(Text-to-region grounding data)
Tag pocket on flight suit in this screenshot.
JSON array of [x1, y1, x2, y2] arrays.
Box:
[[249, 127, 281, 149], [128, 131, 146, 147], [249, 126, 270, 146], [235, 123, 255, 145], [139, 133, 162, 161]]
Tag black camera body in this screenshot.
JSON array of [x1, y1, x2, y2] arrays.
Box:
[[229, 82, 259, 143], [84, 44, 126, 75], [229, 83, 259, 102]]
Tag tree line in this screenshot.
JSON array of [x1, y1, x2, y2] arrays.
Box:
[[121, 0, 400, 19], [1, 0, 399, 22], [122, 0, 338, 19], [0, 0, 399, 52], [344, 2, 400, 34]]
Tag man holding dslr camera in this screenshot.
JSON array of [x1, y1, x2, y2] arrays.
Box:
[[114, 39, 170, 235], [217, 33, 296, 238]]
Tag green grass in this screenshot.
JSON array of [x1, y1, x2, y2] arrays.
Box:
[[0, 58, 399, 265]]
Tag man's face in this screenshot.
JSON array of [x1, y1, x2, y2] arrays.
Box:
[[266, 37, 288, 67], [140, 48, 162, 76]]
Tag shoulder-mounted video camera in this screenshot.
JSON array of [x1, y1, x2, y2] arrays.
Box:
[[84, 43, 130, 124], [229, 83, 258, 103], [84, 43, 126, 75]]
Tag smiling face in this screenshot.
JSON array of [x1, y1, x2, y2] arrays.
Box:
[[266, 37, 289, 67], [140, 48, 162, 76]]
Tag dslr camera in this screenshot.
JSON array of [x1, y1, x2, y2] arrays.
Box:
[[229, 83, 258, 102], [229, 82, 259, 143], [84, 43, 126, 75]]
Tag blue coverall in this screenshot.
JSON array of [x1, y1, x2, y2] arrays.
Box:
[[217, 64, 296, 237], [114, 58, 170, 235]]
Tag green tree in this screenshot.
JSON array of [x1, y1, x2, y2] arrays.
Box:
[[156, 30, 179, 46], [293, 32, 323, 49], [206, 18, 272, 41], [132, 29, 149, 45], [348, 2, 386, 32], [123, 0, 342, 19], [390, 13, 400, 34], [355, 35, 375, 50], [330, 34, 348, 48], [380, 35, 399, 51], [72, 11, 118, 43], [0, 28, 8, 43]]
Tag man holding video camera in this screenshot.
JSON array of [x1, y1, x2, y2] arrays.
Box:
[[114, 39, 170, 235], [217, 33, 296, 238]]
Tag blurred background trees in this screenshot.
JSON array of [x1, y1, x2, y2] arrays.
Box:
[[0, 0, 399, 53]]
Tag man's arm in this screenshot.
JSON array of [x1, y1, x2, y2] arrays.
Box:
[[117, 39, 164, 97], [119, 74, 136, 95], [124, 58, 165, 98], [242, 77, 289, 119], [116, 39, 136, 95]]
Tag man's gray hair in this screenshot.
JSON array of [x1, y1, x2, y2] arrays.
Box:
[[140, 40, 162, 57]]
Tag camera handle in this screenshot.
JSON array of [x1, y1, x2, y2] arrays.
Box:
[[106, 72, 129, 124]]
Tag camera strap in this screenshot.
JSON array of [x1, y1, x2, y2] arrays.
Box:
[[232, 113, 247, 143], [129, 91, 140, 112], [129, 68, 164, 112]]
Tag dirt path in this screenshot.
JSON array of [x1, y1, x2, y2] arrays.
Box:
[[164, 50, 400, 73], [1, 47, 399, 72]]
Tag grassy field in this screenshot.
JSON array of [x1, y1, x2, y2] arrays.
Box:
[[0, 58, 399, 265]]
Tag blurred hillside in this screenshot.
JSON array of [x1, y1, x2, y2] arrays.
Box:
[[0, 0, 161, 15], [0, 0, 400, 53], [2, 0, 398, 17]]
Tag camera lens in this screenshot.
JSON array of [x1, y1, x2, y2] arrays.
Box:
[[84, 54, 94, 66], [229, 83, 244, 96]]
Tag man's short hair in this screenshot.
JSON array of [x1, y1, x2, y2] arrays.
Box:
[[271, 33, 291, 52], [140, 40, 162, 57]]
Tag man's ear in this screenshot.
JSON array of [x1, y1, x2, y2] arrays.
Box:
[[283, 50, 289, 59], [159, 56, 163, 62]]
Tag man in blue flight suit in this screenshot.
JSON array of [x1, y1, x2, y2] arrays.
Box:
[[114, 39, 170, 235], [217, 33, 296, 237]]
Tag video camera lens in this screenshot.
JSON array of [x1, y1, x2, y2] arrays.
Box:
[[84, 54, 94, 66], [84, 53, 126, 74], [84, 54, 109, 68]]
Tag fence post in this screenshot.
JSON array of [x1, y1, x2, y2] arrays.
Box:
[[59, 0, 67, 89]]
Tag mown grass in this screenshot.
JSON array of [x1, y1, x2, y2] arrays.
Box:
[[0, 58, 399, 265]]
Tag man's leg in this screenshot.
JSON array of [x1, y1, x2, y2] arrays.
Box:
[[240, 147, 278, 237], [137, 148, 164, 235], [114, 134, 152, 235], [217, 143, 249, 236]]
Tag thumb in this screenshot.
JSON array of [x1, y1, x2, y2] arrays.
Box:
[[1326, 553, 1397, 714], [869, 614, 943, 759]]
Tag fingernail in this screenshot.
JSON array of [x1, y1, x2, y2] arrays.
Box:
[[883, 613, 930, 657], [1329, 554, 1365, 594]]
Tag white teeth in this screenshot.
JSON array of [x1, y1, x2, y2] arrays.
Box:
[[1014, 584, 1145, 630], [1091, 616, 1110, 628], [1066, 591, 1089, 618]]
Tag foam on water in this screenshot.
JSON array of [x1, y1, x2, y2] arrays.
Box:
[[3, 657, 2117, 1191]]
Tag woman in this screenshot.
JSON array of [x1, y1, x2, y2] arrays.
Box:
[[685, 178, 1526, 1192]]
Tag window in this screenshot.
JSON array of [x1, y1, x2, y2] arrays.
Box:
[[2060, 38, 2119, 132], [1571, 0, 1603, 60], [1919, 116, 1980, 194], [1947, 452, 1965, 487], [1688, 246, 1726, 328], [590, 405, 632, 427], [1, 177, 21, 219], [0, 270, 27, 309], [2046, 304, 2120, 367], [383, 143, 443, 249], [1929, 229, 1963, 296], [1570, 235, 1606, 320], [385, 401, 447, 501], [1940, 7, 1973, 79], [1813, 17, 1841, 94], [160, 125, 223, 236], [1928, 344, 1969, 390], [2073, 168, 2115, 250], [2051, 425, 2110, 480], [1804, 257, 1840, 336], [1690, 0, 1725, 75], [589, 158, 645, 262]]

§ **Exercise prompt**
Out of the data above, give again only the lines starting at the one holding "Tag video camera lens in this screenshot." and ending at the one holding "Tag thumb in this screenshot.", unchanged.

§ **Answer for this exercise**
Tag video camera lens in this screenshot.
JSON array of [x1, y1, x2, y2] arrays.
Box:
[[84, 54, 94, 66], [84, 53, 126, 74], [84, 54, 109, 68]]
Tag fence post in this screenshot.
JSON array of [x1, y1, x2, y2] arrays.
Box:
[[59, 0, 67, 89]]
Tag mown grass in this screenshot.
JSON array of [x1, y1, x2, y2] arrays.
Box:
[[0, 58, 399, 265]]
Tag man's leg in this screenshot.
JSON array of [x1, y1, x2, y2] arrays.
Box:
[[240, 147, 278, 237], [137, 148, 164, 235], [114, 134, 152, 235], [217, 143, 249, 236]]
Tag thumb in this screenshot.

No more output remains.